At the Impossible factory, a few dozen humans are there to push buttons, flip packages right side up, pull out defective ones, and drive forklifts, while machines do the rest. In under an hour the production line has converted thousands of kilos of soy. It is efficient work. It is like nothing I’ve seen before.
Until I was eight I lived in rural New Mexico, and most of the meat I ate came from the woods. Sometimes bringing in the groceries meant helping my dad carry an elk from the back of his red pickup to the newspapercovered dining room table, a makeshift butcher block. Everyone I knew—my mom, my brothers, the neighbour guy— crowded around to help. Watching the animal turn into stew and broth and jerky right in front of me, I thought it was magic: the way one elk could be so much to so many people.
For real, though, I also thought microwavable mac ’n’ cheese was magic. I wanted to be a fairy princess when I grew up. Then I moved to suburbia, where woods are decorative and chickens are nuggets and pigs don’t fly because they’re in gestation crates. Meat stopped being a fairy tale.

=== What to do ===
1. From the passage on meat, list the jobs the humans at the Impossible factory perform.
2. Reproduce the passage on meat between "Until I was" and "a fairy tale.", inclusive.

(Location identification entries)
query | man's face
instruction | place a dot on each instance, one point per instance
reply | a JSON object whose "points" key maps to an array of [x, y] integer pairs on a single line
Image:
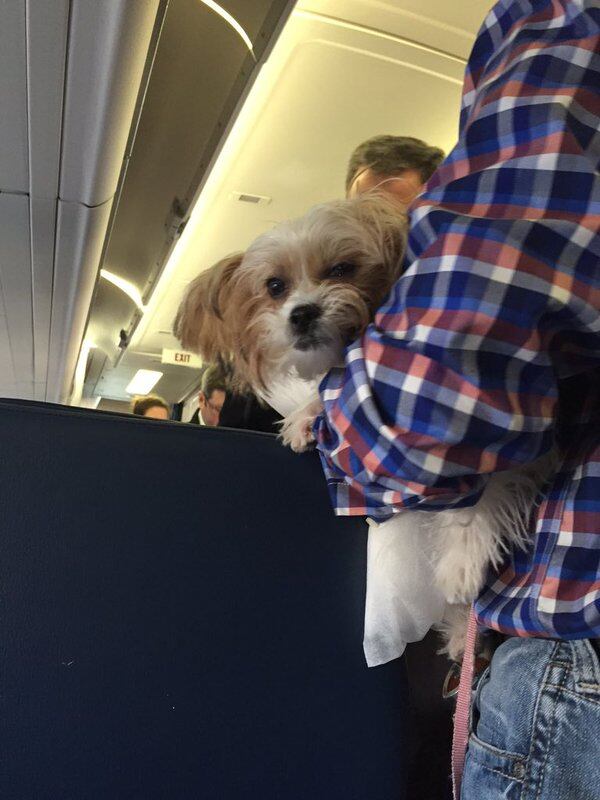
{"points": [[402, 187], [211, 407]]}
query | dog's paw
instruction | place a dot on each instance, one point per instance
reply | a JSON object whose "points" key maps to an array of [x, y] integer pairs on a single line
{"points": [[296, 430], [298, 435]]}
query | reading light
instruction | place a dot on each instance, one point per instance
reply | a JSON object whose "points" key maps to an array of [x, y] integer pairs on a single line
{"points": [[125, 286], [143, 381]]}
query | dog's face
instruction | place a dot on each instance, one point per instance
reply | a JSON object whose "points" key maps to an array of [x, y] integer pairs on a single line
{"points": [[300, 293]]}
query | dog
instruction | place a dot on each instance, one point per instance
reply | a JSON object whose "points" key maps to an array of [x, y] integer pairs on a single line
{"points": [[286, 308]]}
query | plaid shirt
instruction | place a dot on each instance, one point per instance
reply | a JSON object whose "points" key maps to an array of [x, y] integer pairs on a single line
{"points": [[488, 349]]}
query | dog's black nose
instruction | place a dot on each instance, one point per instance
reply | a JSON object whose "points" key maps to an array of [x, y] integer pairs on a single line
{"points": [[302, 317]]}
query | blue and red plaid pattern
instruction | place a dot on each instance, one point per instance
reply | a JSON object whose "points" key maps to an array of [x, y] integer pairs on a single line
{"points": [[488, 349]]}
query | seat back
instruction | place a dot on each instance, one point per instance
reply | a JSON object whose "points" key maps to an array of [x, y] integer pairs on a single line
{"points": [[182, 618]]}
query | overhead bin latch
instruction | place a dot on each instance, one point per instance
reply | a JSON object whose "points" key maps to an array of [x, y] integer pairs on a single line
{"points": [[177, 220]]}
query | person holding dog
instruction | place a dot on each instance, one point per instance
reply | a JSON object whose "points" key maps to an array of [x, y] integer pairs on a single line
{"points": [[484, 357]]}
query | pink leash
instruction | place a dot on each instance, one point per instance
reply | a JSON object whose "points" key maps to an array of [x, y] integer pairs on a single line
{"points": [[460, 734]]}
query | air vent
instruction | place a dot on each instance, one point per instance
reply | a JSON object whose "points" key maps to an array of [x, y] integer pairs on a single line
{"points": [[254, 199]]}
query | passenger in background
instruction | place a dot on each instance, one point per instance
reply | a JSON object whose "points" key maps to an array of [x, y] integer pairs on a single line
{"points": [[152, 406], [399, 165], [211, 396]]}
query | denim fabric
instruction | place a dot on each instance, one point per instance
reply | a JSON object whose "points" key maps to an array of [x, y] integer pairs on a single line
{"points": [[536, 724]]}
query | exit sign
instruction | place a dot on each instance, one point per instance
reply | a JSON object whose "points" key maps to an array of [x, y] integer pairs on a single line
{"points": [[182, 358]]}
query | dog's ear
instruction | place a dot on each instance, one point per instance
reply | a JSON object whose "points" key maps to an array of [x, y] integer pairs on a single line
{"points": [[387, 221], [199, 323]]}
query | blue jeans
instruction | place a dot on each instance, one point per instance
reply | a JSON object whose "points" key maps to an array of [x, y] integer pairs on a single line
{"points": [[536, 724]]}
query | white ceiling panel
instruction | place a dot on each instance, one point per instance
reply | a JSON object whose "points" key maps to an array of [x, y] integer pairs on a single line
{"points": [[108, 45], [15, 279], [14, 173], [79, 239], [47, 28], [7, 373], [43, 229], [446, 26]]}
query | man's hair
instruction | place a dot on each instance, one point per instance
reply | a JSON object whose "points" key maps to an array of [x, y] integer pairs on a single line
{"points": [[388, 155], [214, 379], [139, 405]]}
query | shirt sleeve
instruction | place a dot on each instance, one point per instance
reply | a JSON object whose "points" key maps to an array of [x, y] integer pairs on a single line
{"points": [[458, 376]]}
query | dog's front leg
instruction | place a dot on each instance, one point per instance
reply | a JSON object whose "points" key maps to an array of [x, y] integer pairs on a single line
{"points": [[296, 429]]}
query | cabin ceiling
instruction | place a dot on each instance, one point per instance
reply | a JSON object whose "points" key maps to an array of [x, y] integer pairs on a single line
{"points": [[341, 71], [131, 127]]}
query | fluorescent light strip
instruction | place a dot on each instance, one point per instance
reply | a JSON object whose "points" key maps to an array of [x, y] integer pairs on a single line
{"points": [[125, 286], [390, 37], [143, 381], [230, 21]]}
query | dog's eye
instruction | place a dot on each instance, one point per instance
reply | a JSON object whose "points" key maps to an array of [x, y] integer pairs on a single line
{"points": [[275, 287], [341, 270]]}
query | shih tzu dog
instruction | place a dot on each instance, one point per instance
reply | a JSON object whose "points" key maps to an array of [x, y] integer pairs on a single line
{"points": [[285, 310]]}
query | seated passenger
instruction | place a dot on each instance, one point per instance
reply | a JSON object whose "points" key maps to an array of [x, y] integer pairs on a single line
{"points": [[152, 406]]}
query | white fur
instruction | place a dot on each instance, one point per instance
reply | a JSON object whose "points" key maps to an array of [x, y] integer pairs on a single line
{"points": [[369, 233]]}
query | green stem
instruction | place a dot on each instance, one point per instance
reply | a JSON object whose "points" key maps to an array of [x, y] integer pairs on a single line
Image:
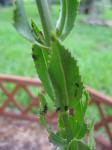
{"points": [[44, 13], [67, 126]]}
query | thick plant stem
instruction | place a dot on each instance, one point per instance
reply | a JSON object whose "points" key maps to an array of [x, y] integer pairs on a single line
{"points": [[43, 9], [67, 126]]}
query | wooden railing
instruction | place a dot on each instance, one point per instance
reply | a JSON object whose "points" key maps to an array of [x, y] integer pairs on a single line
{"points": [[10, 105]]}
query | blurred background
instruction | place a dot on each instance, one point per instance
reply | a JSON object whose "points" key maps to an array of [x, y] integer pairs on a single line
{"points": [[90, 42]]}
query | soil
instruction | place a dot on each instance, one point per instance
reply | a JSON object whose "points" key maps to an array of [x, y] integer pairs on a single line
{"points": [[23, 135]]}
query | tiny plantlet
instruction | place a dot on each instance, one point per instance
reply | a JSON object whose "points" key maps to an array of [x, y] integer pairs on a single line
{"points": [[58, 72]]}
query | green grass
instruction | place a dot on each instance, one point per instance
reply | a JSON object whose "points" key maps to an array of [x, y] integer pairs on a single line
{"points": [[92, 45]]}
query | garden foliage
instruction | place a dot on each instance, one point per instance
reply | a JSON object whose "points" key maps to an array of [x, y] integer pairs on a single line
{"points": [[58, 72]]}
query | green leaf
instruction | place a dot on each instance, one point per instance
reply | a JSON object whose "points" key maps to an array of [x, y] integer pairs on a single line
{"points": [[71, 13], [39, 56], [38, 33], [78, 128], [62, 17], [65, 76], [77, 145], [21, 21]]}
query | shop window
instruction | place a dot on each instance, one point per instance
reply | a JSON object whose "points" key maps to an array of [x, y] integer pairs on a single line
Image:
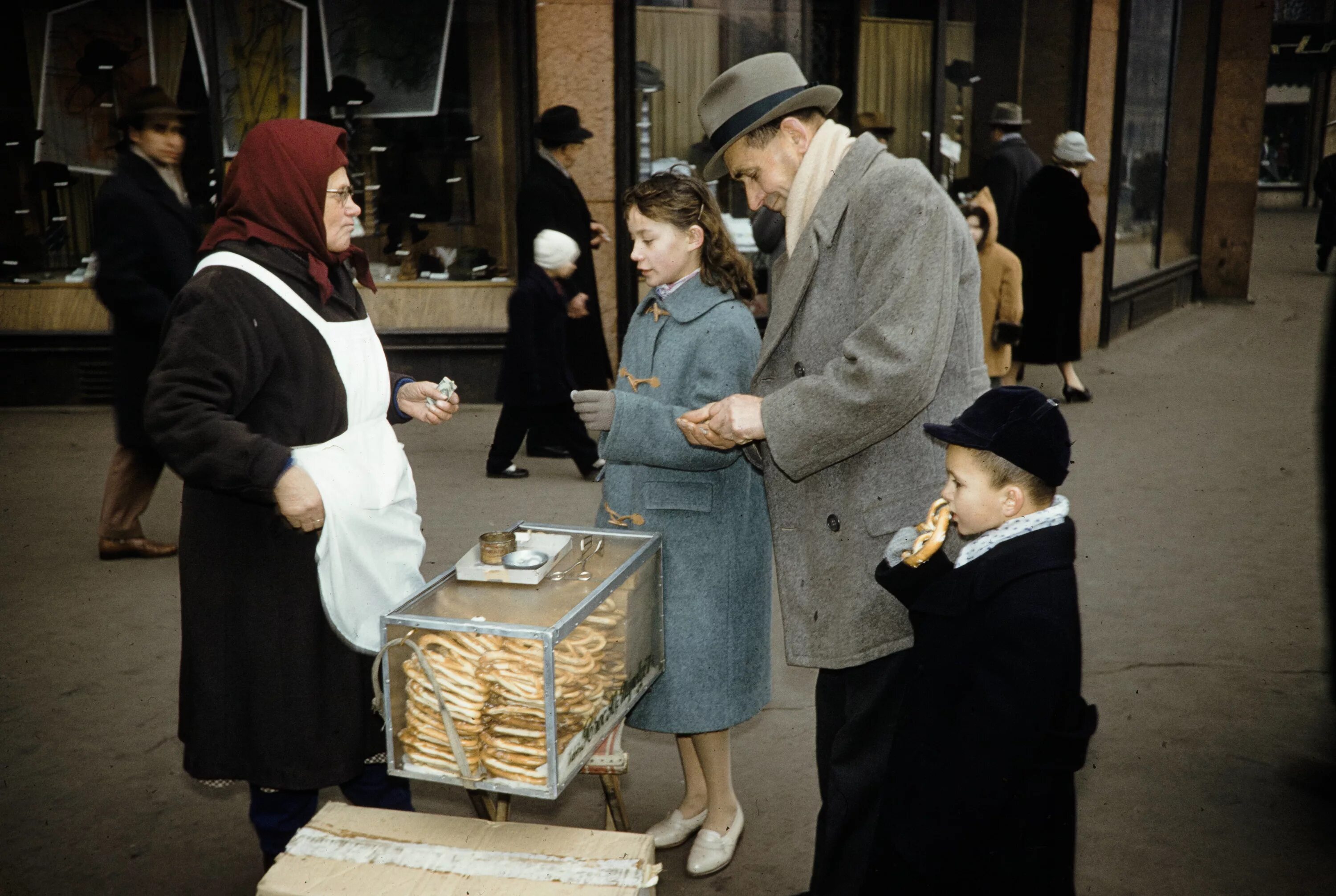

=== Responses for each task ===
1.
- push buttons
- flip packages right side up
- pull out defective ones
- drive forklifts

2.
Until I was eight I lived in rural New Mexico, and most of the meat I ate came from the woods. Sometimes bringing in the groceries meant helping my dad carry an elk from the back of his red pickup to the newspapercovered dining room table, a makeshift butcher block. Everyone I knew—my mom, my brothers, the neighbour guy— crowded around to help. Watching the animal turn into stew and broth and jerky right in front of me, I thought it was magic: the way one elk could be so much to so many people.
For real, though, I also thought microwavable mac ’n’ cheese was magic. I wanted to be a fairy princess when I grew up. Then I moved to suburbia, where woods are decorative and chickens are nuggets and pigs don’t fly because they’re in gestation crates. Meat stopped being a fairy tale.